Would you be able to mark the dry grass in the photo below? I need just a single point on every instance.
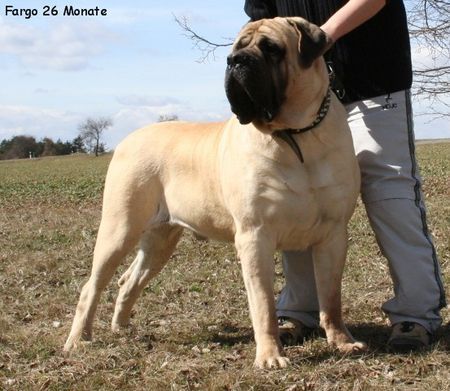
(191, 328)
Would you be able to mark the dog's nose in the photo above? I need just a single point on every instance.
(239, 58)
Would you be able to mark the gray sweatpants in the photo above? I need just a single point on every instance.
(383, 137)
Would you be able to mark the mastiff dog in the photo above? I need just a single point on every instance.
(281, 174)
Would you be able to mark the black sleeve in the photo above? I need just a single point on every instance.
(260, 9)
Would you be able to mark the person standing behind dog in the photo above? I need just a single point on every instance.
(371, 59)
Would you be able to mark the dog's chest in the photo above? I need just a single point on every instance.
(297, 206)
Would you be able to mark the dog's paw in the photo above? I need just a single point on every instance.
(352, 347)
(271, 362)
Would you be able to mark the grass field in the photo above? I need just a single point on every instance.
(191, 328)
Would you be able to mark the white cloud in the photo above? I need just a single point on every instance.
(64, 47)
(131, 118)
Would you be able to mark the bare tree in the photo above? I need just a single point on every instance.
(91, 132)
(205, 46)
(429, 25)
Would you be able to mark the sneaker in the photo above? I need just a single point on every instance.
(408, 337)
(292, 331)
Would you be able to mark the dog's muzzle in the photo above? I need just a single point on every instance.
(247, 86)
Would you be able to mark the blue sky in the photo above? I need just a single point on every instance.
(132, 65)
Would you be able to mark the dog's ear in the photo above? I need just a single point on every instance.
(313, 42)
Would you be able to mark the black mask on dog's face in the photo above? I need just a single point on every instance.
(256, 74)
(255, 80)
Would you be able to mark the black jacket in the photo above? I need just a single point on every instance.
(372, 60)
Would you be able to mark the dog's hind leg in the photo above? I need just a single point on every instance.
(329, 259)
(125, 216)
(156, 246)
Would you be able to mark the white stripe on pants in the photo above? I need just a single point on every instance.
(390, 188)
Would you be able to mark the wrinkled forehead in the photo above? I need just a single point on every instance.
(266, 29)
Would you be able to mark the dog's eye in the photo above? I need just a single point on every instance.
(271, 49)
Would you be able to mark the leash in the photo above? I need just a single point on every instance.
(287, 134)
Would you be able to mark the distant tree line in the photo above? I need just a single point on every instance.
(20, 147)
(88, 140)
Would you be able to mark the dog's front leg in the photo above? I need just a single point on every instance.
(329, 259)
(255, 251)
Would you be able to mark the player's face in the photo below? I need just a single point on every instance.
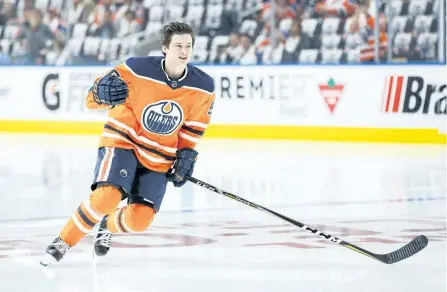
(180, 49)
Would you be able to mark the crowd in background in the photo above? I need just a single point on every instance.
(252, 31)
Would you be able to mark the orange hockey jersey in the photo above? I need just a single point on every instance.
(160, 115)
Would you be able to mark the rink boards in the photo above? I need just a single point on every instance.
(336, 103)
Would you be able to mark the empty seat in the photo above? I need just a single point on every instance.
(156, 14)
(216, 42)
(150, 3)
(234, 5)
(91, 46)
(194, 15)
(309, 26)
(199, 56)
(417, 7)
(285, 24)
(353, 56)
(153, 27)
(79, 30)
(196, 2)
(212, 17)
(330, 25)
(11, 31)
(253, 4)
(426, 44)
(75, 46)
(423, 23)
(201, 43)
(398, 24)
(215, 2)
(331, 56)
(155, 53)
(396, 8)
(308, 56)
(174, 13)
(353, 41)
(248, 26)
(5, 46)
(330, 41)
(402, 41)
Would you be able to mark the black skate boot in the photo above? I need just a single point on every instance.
(103, 239)
(55, 252)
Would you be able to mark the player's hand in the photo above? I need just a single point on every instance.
(110, 90)
(183, 166)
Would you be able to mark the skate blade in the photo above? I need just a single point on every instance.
(47, 260)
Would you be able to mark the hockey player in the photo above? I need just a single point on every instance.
(158, 108)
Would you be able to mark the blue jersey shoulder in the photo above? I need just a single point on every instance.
(199, 79)
(146, 67)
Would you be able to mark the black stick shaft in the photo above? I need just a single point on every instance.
(418, 243)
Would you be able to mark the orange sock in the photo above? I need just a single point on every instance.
(131, 218)
(102, 201)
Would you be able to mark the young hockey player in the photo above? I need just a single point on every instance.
(158, 108)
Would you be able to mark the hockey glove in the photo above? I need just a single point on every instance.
(110, 90)
(183, 166)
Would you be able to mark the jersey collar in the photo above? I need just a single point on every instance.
(167, 76)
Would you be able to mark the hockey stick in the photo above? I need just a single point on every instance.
(411, 248)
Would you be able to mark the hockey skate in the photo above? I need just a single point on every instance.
(103, 239)
(55, 252)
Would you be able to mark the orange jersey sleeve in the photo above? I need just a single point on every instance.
(119, 70)
(196, 123)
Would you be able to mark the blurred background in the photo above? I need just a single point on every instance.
(105, 32)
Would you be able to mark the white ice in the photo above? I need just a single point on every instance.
(377, 196)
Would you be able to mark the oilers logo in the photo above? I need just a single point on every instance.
(162, 118)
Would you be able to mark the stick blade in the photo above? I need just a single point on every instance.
(411, 248)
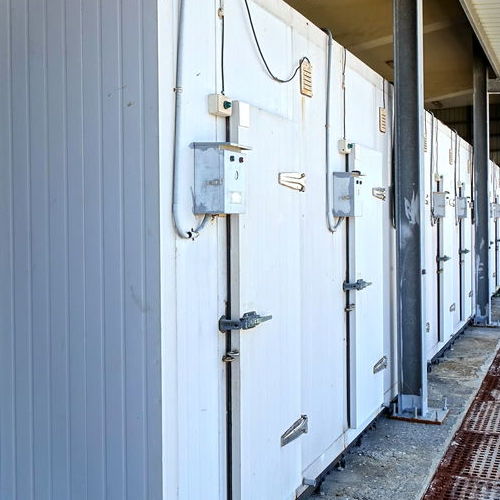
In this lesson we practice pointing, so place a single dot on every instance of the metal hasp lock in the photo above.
(247, 322)
(495, 210)
(298, 428)
(357, 285)
(444, 258)
(439, 204)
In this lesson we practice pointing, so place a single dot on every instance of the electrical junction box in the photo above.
(439, 204)
(347, 194)
(461, 207)
(219, 178)
(220, 105)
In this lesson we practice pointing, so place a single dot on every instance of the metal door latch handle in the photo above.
(249, 320)
(444, 258)
(357, 285)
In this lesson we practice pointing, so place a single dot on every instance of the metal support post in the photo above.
(409, 115)
(481, 200)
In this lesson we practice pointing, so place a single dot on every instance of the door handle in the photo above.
(247, 322)
(357, 285)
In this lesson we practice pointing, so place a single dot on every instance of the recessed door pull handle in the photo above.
(357, 285)
(444, 258)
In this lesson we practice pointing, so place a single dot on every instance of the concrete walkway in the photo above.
(397, 459)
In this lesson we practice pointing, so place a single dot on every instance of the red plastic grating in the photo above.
(470, 468)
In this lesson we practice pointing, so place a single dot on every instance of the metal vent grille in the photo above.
(471, 465)
(306, 78)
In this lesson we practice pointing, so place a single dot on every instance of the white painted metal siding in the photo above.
(79, 260)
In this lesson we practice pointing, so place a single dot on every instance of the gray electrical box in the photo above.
(219, 178)
(461, 203)
(439, 204)
(495, 210)
(347, 190)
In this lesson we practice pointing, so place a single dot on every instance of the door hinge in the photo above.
(248, 321)
(298, 428)
(357, 285)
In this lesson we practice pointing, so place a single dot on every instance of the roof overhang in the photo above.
(484, 16)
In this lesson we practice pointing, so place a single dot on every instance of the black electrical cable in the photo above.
(344, 62)
(271, 74)
(223, 32)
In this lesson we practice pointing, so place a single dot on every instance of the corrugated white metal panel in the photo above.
(484, 15)
(80, 343)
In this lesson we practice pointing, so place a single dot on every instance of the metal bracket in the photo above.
(248, 321)
(380, 365)
(230, 356)
(292, 180)
(298, 428)
(357, 285)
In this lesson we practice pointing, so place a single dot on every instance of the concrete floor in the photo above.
(397, 459)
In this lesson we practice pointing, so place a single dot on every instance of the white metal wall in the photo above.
(79, 260)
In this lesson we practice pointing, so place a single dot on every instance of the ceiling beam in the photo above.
(388, 40)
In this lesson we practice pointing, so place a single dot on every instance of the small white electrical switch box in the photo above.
(439, 204)
(495, 210)
(219, 178)
(347, 191)
(461, 207)
(344, 147)
(220, 105)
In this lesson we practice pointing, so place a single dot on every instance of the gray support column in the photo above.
(409, 105)
(481, 201)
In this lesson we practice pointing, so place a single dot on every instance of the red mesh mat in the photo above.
(470, 468)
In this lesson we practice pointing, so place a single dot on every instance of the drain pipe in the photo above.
(332, 226)
(194, 232)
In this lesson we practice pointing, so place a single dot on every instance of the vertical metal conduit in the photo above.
(409, 114)
(481, 200)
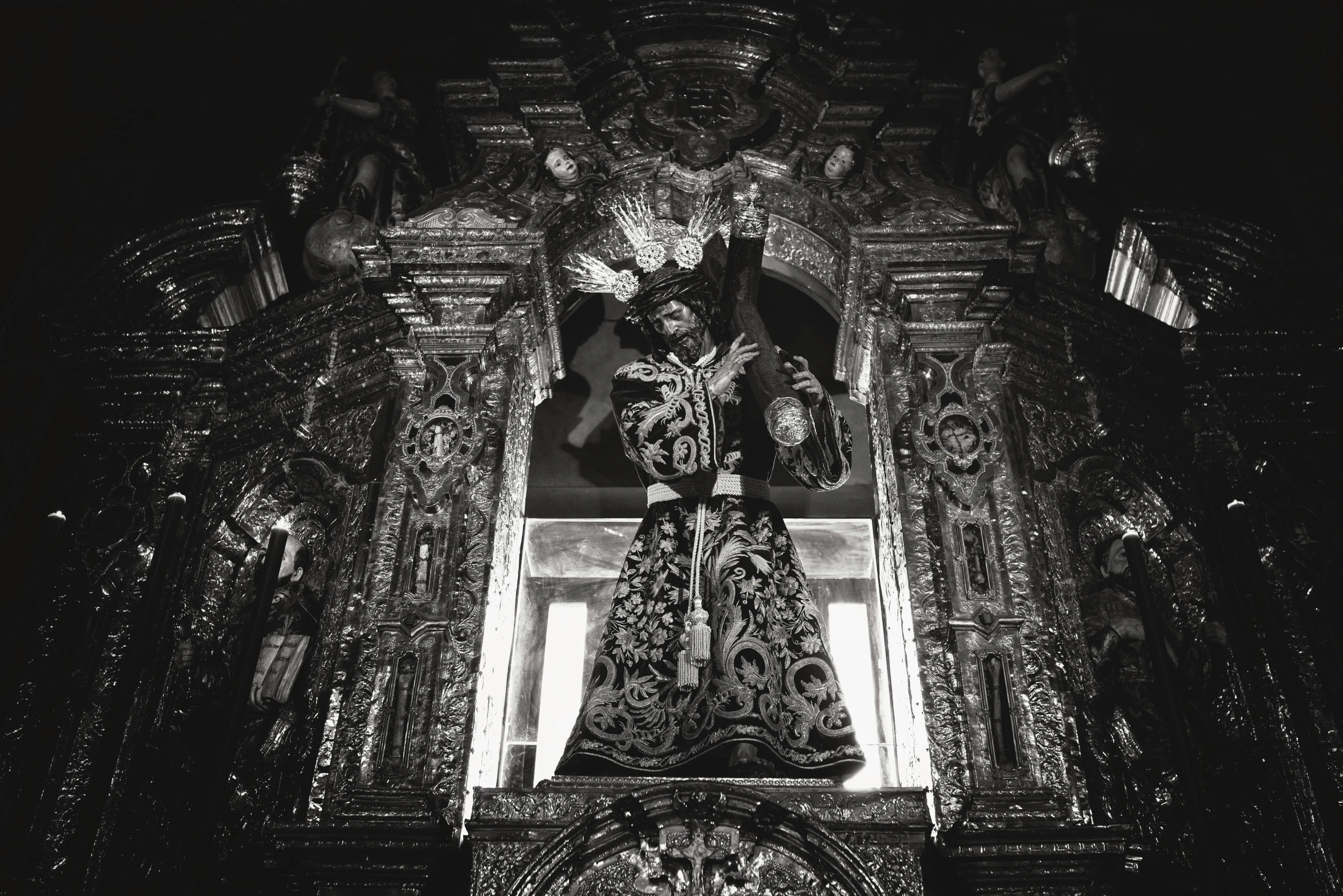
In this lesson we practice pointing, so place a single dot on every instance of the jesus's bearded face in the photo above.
(682, 327)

◆ ABOUT THIS TASK: The output must match, line for line, the span from the line containing "column in the photo above." through the end of the data, with the pictures removed.

◆ EXERCISE RESPONSE:
In this lesson we practice pointing, so place a single dot on every instance of the gray support column in the photo above.
(409, 105)
(481, 201)
In this lesson we practice pointing, so place a single dot on every instance of the red mesh mat in the photo above.
(470, 468)
In this lesson we practice pointing, so place a single dot on every instance of the drain pipe in the photo above.
(332, 226)
(194, 232)
In this lesson we practice pointing, so place a single dot on every instance of the vertical metal conduit in the photo above.
(409, 114)
(481, 200)
In this lesson we practice pointing, so place a single dot on every instance of the jesus's bearded face in the photo above.
(682, 327)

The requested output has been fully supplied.